Dataset rows showing where objects appear

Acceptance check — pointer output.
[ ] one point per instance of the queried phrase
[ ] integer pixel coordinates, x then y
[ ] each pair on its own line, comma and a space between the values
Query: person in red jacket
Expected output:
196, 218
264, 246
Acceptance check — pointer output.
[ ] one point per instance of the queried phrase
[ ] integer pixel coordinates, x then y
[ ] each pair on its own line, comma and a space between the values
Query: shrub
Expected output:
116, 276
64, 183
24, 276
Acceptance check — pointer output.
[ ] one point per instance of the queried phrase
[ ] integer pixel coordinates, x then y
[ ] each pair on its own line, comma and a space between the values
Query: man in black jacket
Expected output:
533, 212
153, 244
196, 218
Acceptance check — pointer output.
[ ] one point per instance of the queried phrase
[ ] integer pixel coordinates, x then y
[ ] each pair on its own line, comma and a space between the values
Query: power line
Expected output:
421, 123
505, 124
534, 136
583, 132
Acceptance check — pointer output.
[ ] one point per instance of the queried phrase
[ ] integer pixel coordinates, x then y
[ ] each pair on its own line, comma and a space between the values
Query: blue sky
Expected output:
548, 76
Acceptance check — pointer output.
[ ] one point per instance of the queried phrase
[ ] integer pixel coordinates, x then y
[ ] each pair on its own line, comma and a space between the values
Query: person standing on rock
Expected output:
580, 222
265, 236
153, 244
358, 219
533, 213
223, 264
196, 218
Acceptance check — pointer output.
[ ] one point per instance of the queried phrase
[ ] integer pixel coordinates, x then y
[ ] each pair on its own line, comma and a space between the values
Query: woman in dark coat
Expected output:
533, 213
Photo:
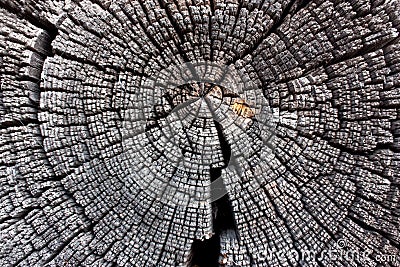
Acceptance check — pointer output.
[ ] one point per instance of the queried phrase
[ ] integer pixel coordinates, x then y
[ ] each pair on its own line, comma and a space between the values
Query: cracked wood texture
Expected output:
328, 69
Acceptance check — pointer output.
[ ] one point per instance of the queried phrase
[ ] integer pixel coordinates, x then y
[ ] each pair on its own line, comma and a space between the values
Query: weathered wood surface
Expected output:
329, 70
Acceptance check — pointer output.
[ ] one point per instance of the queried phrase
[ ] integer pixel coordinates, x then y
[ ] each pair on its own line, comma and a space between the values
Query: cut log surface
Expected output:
100, 166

• **Work to be completed**
Locate every line in the records above that contains the word "surface", and copy each of those lines. Case counts.

• **Reply**
Query: weathered wood surface
Query: cut log surface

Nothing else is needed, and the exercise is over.